What you have to do —
Swap "could you provide those" for "could you give those" in everything from the line containing "One point per instance, written like point(332, 165)" down to the line containing "point(534, 453)", and write out only those lines again with nothing else altered.

Start Source data

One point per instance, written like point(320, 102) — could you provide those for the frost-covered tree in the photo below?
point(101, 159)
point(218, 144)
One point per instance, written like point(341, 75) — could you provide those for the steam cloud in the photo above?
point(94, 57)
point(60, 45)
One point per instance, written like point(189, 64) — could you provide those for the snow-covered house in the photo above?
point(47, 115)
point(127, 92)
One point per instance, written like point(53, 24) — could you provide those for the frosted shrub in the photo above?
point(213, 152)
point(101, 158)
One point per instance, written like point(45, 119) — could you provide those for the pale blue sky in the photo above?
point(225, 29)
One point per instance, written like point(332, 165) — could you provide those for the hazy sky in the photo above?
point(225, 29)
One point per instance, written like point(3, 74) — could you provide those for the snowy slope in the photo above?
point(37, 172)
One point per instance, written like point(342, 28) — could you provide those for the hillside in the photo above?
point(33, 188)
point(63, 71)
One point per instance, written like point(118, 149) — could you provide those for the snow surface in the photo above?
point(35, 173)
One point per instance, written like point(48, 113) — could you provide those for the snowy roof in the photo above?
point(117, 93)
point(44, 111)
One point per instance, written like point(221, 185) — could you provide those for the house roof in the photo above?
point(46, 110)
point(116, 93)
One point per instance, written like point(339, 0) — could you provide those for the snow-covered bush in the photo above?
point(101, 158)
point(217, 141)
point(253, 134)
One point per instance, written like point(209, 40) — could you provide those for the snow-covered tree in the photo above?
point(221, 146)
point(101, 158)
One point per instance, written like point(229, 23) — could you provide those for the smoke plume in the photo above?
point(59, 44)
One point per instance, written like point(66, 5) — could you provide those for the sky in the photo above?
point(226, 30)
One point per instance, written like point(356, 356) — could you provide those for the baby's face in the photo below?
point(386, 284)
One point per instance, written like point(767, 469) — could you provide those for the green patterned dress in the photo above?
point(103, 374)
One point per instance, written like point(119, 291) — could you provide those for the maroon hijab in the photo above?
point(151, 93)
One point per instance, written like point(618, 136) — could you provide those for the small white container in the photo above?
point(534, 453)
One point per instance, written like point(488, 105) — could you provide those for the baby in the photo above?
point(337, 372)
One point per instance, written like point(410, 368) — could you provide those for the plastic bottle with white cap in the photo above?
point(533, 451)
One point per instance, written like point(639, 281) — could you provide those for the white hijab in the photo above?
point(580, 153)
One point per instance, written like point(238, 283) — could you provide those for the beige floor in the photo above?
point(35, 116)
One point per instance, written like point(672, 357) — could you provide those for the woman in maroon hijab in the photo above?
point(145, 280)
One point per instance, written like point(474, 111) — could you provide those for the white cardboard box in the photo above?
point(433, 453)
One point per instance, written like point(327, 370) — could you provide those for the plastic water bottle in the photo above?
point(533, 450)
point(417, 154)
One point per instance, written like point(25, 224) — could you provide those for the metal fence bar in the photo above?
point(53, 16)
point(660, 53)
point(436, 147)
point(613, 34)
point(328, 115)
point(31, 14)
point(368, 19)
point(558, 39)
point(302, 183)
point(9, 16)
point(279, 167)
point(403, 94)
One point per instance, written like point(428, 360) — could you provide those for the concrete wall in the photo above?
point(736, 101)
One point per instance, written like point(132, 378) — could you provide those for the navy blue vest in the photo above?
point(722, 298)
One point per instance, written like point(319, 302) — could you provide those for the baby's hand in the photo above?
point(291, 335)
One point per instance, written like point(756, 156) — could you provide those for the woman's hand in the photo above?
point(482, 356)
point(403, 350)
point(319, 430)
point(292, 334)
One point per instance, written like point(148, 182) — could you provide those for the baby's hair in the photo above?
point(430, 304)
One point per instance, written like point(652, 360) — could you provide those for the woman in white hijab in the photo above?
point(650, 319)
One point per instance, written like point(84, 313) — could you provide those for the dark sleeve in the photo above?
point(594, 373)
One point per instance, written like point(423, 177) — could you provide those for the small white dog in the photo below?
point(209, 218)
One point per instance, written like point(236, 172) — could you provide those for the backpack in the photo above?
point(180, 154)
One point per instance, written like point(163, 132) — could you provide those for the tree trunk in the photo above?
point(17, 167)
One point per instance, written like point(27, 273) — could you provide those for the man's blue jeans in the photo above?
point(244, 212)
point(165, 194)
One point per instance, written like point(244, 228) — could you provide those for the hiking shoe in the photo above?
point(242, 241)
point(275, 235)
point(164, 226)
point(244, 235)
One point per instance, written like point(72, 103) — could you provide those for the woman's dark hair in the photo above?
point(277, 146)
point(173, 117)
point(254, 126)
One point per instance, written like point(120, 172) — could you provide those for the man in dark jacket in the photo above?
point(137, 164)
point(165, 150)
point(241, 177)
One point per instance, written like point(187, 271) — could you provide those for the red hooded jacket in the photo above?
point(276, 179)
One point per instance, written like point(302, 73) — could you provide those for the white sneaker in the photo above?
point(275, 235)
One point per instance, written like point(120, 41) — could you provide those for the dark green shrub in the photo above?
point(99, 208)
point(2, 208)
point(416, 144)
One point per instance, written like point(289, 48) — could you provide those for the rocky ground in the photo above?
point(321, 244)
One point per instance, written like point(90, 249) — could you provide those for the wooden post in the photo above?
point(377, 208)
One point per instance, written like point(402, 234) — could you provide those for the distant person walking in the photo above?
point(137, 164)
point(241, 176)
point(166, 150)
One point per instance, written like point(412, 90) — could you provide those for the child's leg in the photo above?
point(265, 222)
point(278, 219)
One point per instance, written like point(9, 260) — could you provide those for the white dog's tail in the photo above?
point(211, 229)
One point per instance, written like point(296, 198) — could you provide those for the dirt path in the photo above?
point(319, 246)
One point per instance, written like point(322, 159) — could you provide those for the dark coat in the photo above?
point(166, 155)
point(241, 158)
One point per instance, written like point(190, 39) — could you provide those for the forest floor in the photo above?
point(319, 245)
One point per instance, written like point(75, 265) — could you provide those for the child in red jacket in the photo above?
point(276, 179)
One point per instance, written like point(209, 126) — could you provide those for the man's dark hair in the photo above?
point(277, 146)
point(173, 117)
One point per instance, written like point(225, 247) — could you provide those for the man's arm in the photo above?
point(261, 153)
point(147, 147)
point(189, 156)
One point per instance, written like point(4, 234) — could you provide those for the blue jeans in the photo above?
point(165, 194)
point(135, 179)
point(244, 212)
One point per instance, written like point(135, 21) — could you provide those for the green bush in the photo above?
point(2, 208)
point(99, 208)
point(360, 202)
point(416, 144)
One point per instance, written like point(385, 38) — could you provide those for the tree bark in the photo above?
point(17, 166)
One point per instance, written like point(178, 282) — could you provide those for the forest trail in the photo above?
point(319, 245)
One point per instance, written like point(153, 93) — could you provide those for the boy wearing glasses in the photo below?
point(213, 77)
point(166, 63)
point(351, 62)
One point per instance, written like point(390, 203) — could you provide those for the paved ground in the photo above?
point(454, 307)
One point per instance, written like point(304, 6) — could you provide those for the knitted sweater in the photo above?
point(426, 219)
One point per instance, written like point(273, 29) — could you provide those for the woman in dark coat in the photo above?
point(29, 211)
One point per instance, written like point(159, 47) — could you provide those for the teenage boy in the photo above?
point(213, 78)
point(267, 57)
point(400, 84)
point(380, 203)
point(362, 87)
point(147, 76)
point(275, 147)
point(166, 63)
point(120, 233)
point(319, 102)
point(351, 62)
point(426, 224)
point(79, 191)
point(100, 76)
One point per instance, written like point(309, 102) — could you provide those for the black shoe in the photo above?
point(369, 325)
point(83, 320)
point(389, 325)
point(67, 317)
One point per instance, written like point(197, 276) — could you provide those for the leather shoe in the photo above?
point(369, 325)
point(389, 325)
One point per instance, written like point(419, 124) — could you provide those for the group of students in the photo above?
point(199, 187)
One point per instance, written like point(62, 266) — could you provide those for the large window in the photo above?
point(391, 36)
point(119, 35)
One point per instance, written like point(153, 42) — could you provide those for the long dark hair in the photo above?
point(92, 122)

End Source data

The response —
One point per instance, written like point(332, 165) — could you give those for the hazy sky in the photo above?
point(225, 29)
One point per instance, written like point(3, 74) — could you give those for the snowy slope in the photo above?
point(37, 172)
One point per instance, written like point(342, 28) — could you give those for the hillside in the photo above?
point(33, 188)
point(63, 71)
One point per instance, written like point(118, 149) — could you give those for the snow surface in the photo above?
point(35, 173)
One point per instance, written like point(48, 113) — could you give those for the snowy roof in the photo above?
point(117, 93)
point(44, 111)
One point per instance, written like point(221, 185) — could you give those for the house roof in the photo above?
point(46, 110)
point(116, 93)
One point per instance, written like point(339, 0) — could you give those for the snow-covered bush in the photo above?
point(101, 158)
point(217, 141)
point(253, 134)
One point per instance, written like point(209, 40) — could you give those for the snow-covered tree in the photo above?
point(221, 146)
point(101, 158)
One point per instance, written like point(229, 23) — could you give those for the smoke plume in the photo above?
point(59, 44)
One point per instance, written like point(66, 5) — could you give those for the sky in the photo above?
point(226, 30)
One point per instance, written like point(356, 356) — could you give those for the baby's face in the photo below?
point(386, 284)
One point per instance, written like point(767, 469) — could you give those for the green patterned dress in the photo above?
point(103, 374)
One point per instance, written like point(119, 291) — could you give those for the maroon hijab in the photo above?
point(151, 93)
One point per instance, written like point(618, 136) — could you give those for the small white container in the photo above?
point(534, 453)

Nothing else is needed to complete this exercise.